## WHAT THIS EXERCISE ASKS
1: Rewrite the passage on matching MongoDB array elements from "I need to match" up to and including "simple to construct.", replacing "predicate" with "condition".
2: Answer these questions using the passage on matching MongoDB array elements.
(a) When a predicate is matched against an array, what does MongoDB return if the predicate matches at least one element?
(b) Whom does the writer like to tell to think of arrays as a field that can hold many values at once?
(c) To make sure every array element matches a construct, what should you do?
3: List every distinct word or phrase that the passage on matching MongoDB array elements sets inside quotation marks.

How do I match all documents where all array elements match some predicate?

I need to match all documents where every element of an array matches some predicate. Can that be done?

Yes, the query to do this is actually quite simple to construct.

Remember that when you match an array, MongoDB will “reach inside” the array to compare the predicate to every single array element and return the document if the predicate matches at least one of them. I like to tell MongoDB newbies to think of arrays as a field that can hold many different values at the same time. Once you start thinking of arrays that way, it becomes a lot easier to understand that query like “where A is greater than 50 AND A is less than 10” is not meaningless if “A” happens to be an array, because different array elements can satisfy the separate parts of this query.

What that means is that in order to make sure every array element matches some construct, you should negate that construct and then negate the query again.

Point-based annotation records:
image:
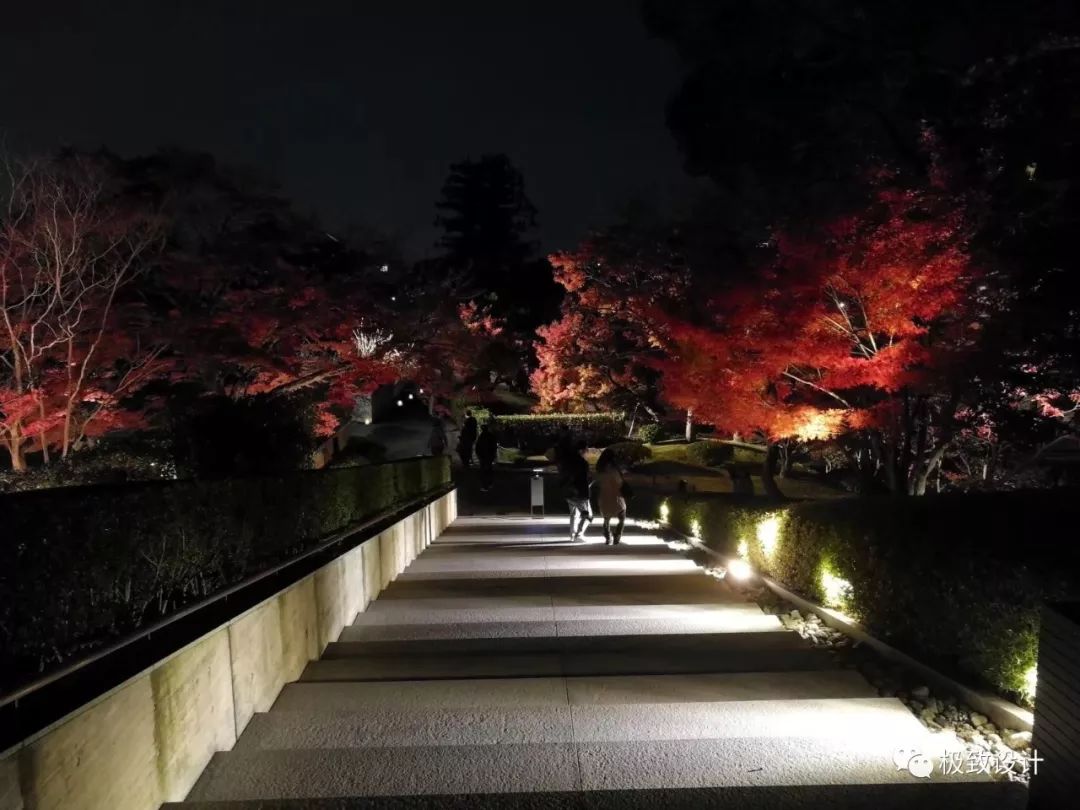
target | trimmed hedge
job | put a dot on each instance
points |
(534, 433)
(956, 580)
(650, 432)
(83, 565)
(710, 454)
(629, 454)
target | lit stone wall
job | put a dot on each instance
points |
(148, 740)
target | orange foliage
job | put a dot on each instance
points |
(838, 323)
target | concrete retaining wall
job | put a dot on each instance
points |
(148, 740)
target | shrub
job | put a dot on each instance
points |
(957, 580)
(709, 454)
(628, 454)
(215, 436)
(534, 433)
(650, 433)
(82, 565)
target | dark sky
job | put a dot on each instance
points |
(359, 108)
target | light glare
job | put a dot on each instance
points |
(835, 589)
(768, 535)
(1030, 680)
(740, 569)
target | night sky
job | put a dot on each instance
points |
(359, 108)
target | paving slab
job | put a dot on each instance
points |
(712, 687)
(360, 696)
(659, 644)
(744, 761)
(433, 666)
(408, 727)
(509, 667)
(921, 795)
(408, 771)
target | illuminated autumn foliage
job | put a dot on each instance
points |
(842, 332)
(70, 346)
(601, 352)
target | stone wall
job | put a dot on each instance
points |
(148, 740)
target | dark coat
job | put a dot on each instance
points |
(487, 447)
(574, 476)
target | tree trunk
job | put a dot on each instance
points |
(786, 458)
(887, 456)
(768, 468)
(44, 444)
(14, 446)
(919, 486)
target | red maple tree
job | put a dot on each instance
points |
(845, 332)
(602, 351)
(72, 343)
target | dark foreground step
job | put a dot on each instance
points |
(394, 727)
(921, 795)
(557, 691)
(657, 644)
(643, 662)
(845, 758)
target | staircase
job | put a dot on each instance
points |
(510, 669)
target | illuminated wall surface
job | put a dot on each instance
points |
(1057, 709)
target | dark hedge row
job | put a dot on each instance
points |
(957, 581)
(537, 432)
(82, 565)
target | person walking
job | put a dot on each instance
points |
(436, 443)
(612, 486)
(487, 449)
(564, 446)
(467, 439)
(575, 483)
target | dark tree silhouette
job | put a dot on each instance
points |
(486, 219)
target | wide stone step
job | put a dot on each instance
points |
(747, 656)
(729, 621)
(583, 723)
(556, 691)
(922, 795)
(677, 586)
(854, 758)
(460, 610)
(572, 643)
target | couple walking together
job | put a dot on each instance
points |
(611, 490)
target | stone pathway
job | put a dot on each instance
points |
(508, 667)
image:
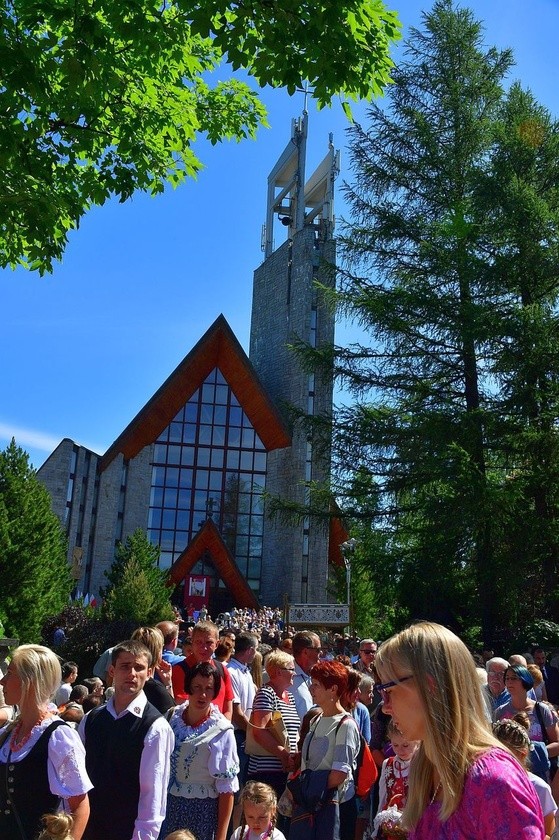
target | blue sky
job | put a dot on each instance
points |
(83, 349)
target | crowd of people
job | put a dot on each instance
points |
(248, 730)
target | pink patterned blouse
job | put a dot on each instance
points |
(498, 803)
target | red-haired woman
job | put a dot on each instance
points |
(332, 745)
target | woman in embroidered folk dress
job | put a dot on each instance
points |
(42, 759)
(463, 783)
(204, 763)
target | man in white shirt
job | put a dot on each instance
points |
(306, 651)
(128, 746)
(244, 689)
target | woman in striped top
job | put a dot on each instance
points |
(272, 769)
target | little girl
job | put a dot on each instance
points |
(393, 785)
(259, 806)
(515, 736)
(57, 827)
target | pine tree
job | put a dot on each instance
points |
(450, 267)
(34, 574)
(132, 597)
(136, 567)
(414, 281)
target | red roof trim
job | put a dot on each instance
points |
(217, 348)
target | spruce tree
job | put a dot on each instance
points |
(451, 268)
(35, 580)
(137, 555)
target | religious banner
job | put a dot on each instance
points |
(197, 591)
(323, 615)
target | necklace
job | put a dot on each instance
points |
(437, 789)
(17, 742)
(267, 834)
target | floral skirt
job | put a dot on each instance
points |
(197, 815)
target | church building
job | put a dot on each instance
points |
(194, 468)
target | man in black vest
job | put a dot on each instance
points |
(128, 745)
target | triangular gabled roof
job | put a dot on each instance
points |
(217, 348)
(209, 539)
(337, 536)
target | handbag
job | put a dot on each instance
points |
(276, 728)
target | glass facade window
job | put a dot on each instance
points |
(209, 463)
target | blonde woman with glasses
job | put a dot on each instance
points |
(463, 783)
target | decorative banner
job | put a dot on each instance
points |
(77, 559)
(324, 615)
(197, 591)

## SOLUTIONS TO THE EXERCISE
1:
I need to match all documents where every element of an array matches some condition. Can that be done?

Yes, the query to do this is actually quite simple to construct.

2:
(a) The document.
(b) MongoDB newbies.
(c) Negate that construct, then negate the query again.

3:
- reach inside
- where A is greater than 50 AND A is less than 10
- A